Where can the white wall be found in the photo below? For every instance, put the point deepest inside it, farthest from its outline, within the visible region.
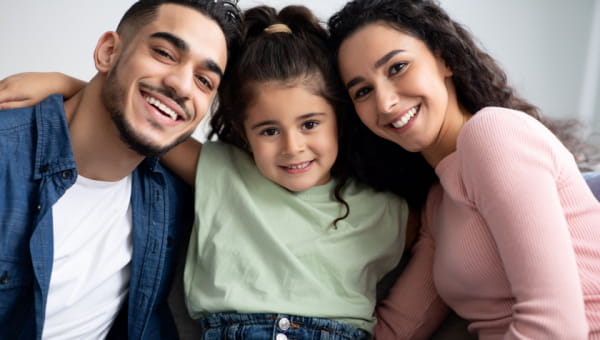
(550, 48)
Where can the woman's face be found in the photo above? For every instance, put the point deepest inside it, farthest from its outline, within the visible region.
(398, 86)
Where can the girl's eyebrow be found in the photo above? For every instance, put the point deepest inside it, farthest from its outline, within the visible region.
(380, 62)
(263, 123)
(274, 122)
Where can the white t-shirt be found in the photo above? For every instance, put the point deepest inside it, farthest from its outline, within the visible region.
(92, 253)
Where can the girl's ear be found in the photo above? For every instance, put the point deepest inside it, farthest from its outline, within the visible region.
(107, 51)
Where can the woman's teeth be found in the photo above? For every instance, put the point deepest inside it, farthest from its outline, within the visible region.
(162, 107)
(406, 118)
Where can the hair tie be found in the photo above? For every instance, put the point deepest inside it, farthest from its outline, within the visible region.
(278, 28)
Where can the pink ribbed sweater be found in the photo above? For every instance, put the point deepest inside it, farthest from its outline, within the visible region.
(513, 235)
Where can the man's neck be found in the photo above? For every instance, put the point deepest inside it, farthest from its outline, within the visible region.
(99, 152)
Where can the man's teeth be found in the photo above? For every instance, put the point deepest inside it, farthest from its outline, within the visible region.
(165, 109)
(298, 166)
(406, 118)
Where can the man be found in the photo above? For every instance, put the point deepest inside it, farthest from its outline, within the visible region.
(89, 221)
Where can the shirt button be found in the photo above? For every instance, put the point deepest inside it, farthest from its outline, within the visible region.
(4, 278)
(284, 324)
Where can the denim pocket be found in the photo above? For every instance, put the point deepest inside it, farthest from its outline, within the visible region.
(14, 274)
(16, 295)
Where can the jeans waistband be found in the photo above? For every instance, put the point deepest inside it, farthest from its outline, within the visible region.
(335, 327)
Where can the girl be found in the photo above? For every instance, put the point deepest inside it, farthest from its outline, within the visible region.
(285, 243)
(512, 225)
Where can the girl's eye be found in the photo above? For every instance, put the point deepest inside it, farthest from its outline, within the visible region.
(269, 132)
(361, 92)
(397, 68)
(311, 124)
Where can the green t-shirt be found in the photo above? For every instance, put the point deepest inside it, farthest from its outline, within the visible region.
(257, 247)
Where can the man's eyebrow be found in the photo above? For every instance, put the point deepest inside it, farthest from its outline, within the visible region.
(380, 62)
(181, 45)
(213, 66)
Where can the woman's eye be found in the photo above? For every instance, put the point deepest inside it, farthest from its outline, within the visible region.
(361, 92)
(310, 125)
(269, 132)
(397, 68)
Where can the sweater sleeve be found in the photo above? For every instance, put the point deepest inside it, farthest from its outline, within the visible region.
(413, 308)
(511, 168)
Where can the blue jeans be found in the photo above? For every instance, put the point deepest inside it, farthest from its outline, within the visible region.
(234, 326)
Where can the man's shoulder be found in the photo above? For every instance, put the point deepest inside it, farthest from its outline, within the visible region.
(14, 118)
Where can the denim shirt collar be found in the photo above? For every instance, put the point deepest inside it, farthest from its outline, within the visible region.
(52, 154)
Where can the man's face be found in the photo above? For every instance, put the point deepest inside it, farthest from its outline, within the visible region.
(165, 79)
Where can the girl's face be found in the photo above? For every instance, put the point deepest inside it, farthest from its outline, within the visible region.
(400, 89)
(292, 134)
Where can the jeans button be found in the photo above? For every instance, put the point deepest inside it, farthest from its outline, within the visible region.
(284, 324)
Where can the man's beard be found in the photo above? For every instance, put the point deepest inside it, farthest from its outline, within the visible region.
(113, 98)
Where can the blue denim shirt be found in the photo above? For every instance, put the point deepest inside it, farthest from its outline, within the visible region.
(36, 168)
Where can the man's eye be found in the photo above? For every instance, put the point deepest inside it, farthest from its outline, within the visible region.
(163, 53)
(269, 132)
(205, 82)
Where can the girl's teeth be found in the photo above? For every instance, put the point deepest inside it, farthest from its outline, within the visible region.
(406, 118)
(165, 109)
(299, 166)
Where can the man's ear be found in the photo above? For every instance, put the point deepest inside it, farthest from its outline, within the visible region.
(107, 51)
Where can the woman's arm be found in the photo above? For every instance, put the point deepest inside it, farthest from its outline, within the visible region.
(30, 88)
(513, 169)
(413, 308)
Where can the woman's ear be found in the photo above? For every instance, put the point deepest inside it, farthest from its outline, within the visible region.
(446, 71)
(107, 51)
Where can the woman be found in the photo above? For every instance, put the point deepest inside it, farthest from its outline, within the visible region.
(512, 229)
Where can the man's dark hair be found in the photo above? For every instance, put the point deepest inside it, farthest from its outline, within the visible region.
(224, 12)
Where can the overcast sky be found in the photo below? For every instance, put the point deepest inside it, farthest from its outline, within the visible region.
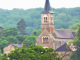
(27, 4)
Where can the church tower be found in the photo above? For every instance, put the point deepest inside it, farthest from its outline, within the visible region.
(47, 18)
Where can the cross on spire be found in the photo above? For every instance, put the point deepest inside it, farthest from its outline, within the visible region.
(47, 7)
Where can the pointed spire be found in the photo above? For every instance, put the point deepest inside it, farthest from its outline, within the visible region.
(47, 7)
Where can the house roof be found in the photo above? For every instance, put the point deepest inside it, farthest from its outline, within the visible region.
(64, 34)
(47, 8)
(62, 48)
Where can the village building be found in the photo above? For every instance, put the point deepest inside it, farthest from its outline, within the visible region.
(51, 37)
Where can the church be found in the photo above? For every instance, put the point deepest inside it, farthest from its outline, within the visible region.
(51, 37)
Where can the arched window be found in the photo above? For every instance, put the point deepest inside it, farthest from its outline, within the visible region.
(45, 40)
(45, 19)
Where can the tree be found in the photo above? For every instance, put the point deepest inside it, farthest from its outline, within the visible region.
(76, 54)
(12, 39)
(36, 32)
(30, 40)
(10, 31)
(21, 25)
(33, 53)
(21, 38)
(3, 43)
(75, 26)
(0, 55)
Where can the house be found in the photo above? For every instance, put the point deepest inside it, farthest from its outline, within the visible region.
(51, 37)
(11, 47)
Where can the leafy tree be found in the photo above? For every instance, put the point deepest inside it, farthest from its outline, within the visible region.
(76, 54)
(12, 39)
(30, 40)
(21, 25)
(75, 26)
(0, 55)
(3, 43)
(33, 53)
(10, 31)
(21, 38)
(36, 32)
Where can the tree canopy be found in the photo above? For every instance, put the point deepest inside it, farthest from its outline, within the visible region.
(32, 53)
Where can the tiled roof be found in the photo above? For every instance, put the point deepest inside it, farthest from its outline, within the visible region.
(64, 34)
(62, 48)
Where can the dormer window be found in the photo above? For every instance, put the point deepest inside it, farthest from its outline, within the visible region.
(45, 19)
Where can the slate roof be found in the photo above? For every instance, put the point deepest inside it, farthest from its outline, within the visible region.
(47, 8)
(62, 48)
(64, 34)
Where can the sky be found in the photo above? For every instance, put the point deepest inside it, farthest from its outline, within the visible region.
(28, 4)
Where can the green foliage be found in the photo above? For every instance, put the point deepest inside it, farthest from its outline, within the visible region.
(76, 54)
(63, 18)
(12, 39)
(30, 40)
(21, 38)
(75, 26)
(33, 53)
(21, 25)
(36, 32)
(10, 31)
(0, 55)
(3, 43)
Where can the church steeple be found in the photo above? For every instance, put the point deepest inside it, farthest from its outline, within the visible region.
(47, 8)
(47, 18)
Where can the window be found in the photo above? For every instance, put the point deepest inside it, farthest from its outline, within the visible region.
(45, 19)
(45, 40)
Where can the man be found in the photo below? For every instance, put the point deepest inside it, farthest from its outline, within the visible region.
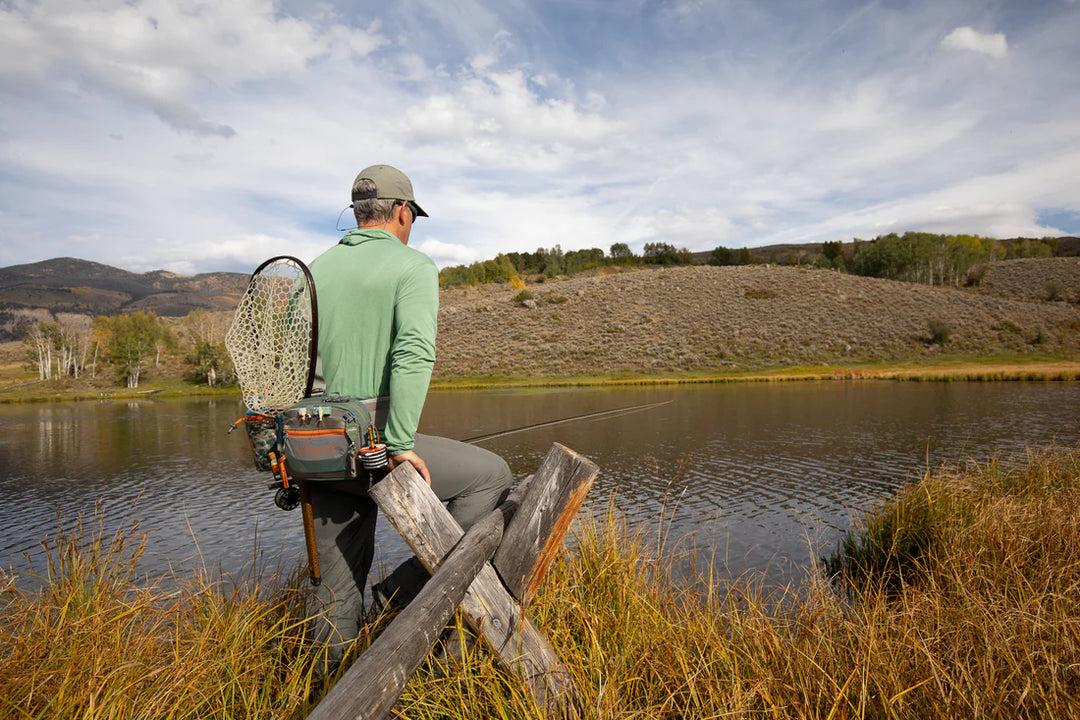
(378, 306)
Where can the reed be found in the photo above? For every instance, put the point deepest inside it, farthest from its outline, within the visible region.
(957, 599)
(89, 638)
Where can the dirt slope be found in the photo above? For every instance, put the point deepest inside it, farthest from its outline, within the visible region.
(683, 318)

== TASK TO CARRY OUT ==
Reproduce exactly, without any picture, the lines from the one bearing "Where can the green foliage" to the last line of the records above.

== RESPONSE TO THIS EXERCISE ==
Where can the green foliage be found in the photo above? For every instance, put the point deepest inside it, farthest from its outline, within the visible region.
(76, 54)
(63, 18)
(12, 39)
(30, 40)
(21, 38)
(75, 26)
(33, 53)
(21, 25)
(36, 32)
(10, 31)
(0, 55)
(3, 43)
Where can the church steeple be found in the photo above? For every instance, put the point deepest inside it, farthest from its outline, within the visible region.
(47, 8)
(47, 18)
Where can the window be found in the photo above? For every instance, put the point deepest inside it, farthest from its outline, within the visible region.
(45, 19)
(45, 40)
Where can the man be found in the photo below? For every instance, put the point deepest inside it, farthest from its outline, within the visible region.
(378, 306)
Where can the reed be found in the photo above? For every instance, put the point deepest inside it, farthest from its outline, within the visible region.
(957, 599)
(89, 638)
Where can the dirt slope be found in the photo above? For every instance, put the point deepest inside it, farthest from its outline, within the visible region.
(683, 318)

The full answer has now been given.